Restate the records that follow. Every word must match.

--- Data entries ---
[Start of Attachment]

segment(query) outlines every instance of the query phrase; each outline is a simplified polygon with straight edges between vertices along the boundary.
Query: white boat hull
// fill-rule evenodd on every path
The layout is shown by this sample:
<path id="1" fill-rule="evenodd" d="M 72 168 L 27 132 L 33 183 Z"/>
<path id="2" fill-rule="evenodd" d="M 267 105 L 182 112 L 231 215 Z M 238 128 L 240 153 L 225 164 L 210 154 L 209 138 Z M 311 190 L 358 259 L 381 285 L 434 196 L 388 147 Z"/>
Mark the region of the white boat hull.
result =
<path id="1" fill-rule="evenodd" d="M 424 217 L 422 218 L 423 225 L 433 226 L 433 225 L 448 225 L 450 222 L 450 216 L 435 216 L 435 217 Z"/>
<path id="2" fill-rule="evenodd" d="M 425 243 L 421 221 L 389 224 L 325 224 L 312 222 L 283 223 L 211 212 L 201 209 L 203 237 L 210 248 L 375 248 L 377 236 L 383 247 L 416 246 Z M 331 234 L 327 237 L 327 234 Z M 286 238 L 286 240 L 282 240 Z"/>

[End of Attachment]

--- Expected answer ---
segment(query) outlines every instance of the query phrase; each outline is a simplified polygon with straight edges between vertices along the boundary.
Query: white boat hull
// fill-rule evenodd on every path
The layout is shown by this sample:
<path id="1" fill-rule="evenodd" d="M 72 168 L 27 132 L 33 183 Z"/>
<path id="2" fill-rule="evenodd" d="M 267 105 L 182 112 L 231 215 Z M 238 128 L 240 153 L 225 164 L 210 154 L 209 138 Z M 311 190 L 358 259 L 381 285 L 434 196 L 388 147 Z"/>
Mark the region of the white boat hull.
result =
<path id="1" fill-rule="evenodd" d="M 424 217 L 422 218 L 423 225 L 433 226 L 433 225 L 448 225 L 450 222 L 450 216 L 435 216 L 435 217 Z"/>
<path id="2" fill-rule="evenodd" d="M 425 243 L 421 221 L 389 224 L 325 224 L 312 222 L 283 223 L 211 212 L 201 209 L 203 237 L 210 248 L 375 248 L 377 236 L 383 247 L 416 246 Z M 331 234 L 327 237 L 327 234 Z M 286 238 L 286 240 L 282 240 Z"/>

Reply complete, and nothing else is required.